-- What you will do --
From the line that has "Question. Provide a point on each instance of the carved cornice" down to the final line of the listing below, transcribe every line exactly, and only those.

-- Data to process --
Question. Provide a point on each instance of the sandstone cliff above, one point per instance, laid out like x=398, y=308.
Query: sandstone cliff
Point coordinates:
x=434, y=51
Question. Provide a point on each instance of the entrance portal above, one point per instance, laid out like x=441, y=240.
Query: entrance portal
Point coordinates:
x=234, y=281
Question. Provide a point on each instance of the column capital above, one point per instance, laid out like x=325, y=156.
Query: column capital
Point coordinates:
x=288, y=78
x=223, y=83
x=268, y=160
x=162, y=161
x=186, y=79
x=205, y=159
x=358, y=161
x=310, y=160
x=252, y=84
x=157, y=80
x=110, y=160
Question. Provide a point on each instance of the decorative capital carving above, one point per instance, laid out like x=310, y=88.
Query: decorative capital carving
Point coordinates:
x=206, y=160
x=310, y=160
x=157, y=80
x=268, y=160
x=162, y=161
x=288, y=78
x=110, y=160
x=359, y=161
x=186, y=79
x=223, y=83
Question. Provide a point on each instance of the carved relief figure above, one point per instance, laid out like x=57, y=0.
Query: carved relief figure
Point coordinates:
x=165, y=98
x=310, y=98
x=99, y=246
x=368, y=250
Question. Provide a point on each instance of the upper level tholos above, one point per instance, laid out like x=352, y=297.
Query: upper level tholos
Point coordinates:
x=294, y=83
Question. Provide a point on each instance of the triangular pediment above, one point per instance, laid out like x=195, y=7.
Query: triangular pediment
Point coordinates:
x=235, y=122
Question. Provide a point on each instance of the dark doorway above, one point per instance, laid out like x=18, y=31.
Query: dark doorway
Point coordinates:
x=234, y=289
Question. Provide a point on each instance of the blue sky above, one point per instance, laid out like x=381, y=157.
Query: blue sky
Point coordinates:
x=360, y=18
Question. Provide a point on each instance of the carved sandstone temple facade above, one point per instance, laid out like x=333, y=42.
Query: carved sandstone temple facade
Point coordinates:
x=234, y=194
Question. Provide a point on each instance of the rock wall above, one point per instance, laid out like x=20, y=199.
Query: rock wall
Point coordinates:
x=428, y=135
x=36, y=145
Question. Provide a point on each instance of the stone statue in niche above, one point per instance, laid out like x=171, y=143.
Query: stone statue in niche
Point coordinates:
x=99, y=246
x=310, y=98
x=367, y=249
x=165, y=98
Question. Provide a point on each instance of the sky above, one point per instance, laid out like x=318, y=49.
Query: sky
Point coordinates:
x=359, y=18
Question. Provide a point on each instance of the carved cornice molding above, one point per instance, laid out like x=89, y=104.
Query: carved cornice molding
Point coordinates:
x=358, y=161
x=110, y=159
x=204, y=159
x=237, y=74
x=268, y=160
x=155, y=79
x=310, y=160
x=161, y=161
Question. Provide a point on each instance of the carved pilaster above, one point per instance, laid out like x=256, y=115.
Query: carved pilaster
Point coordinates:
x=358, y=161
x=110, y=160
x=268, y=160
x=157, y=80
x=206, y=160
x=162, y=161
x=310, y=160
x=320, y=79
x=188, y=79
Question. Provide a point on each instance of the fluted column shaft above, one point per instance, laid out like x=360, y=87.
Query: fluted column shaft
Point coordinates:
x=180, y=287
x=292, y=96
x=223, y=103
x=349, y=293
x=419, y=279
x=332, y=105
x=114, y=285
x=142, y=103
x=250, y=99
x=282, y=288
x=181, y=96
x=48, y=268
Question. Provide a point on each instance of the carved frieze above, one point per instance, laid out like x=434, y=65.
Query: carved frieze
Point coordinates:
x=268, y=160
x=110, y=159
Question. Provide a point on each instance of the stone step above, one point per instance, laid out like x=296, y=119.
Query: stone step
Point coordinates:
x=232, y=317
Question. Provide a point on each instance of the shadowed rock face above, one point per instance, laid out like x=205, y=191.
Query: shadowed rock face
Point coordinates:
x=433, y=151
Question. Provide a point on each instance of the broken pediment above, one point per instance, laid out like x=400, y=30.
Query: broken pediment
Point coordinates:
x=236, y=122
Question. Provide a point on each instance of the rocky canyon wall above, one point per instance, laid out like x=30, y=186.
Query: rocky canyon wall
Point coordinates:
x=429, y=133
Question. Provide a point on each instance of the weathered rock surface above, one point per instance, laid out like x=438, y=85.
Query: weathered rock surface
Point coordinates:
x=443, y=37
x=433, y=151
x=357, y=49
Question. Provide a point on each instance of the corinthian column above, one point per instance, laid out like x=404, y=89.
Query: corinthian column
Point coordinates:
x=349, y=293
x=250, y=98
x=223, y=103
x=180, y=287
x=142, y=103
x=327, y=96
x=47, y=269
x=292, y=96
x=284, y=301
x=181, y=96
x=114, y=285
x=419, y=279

-- Written answer --
Question. Provide a point on each instance of the carved cornice molding above, one point per instance, laid out like x=89, y=104.
Query: carved cornice molding
Point coordinates:
x=358, y=161
x=110, y=159
x=204, y=159
x=237, y=74
x=268, y=160
x=155, y=79
x=310, y=160
x=161, y=161
Question. Provide a point on each instance of the carved pilaster above, one point per instance, laid out like x=256, y=115.
Query: carved pilaster
Point coordinates:
x=358, y=161
x=110, y=160
x=268, y=160
x=157, y=80
x=206, y=160
x=162, y=161
x=310, y=160
x=320, y=79
x=188, y=79
Question. Provide a point on each instance of the fluted column shaft above, one point per instance, laid out like x=360, y=87.
Query: fluted column shaft
Point coordinates:
x=180, y=287
x=292, y=96
x=223, y=103
x=349, y=293
x=419, y=279
x=332, y=105
x=114, y=285
x=142, y=103
x=250, y=99
x=282, y=288
x=181, y=96
x=48, y=268
Question. Provide a point on each instance of the carved frieze above, one point per instance, laid out like x=434, y=65.
Query: carved frieze
Point coordinates:
x=268, y=160
x=110, y=159
Question. Provide a point on each instance of the stone step above, one point per instance, laid out like x=296, y=119.
Query: stone step
Point coordinates:
x=232, y=317
Question. Provide a point on each instance of the shadowed rock face above, one point per instance, laid out like x=205, y=191.
Query: shadowed rock face
Point coordinates:
x=433, y=151
Question. Provide a point on each instance of the broken pediment above, one point per instance, laid out like x=400, y=30.
Query: broken pediment
Point coordinates:
x=236, y=122
Question. Provide a point on each instance of the rocky canyon wall above, one point per instance, laid out like x=30, y=186.
Query: rocky canyon wall
Point coordinates:
x=429, y=133
Question. Provide a point on each instance of the weathered rock surface above, one point per instance, laid out like x=438, y=85.
Query: weathered rock surface
Point coordinates:
x=443, y=37
x=433, y=151
x=357, y=49
Question. Provide a point on each instance of the corinthian column above, one point per instance, laid out like x=404, y=89.
Query: corinthian column
Point coordinates:
x=349, y=293
x=250, y=98
x=223, y=103
x=180, y=287
x=142, y=103
x=327, y=96
x=47, y=269
x=292, y=96
x=284, y=301
x=181, y=96
x=114, y=285
x=419, y=279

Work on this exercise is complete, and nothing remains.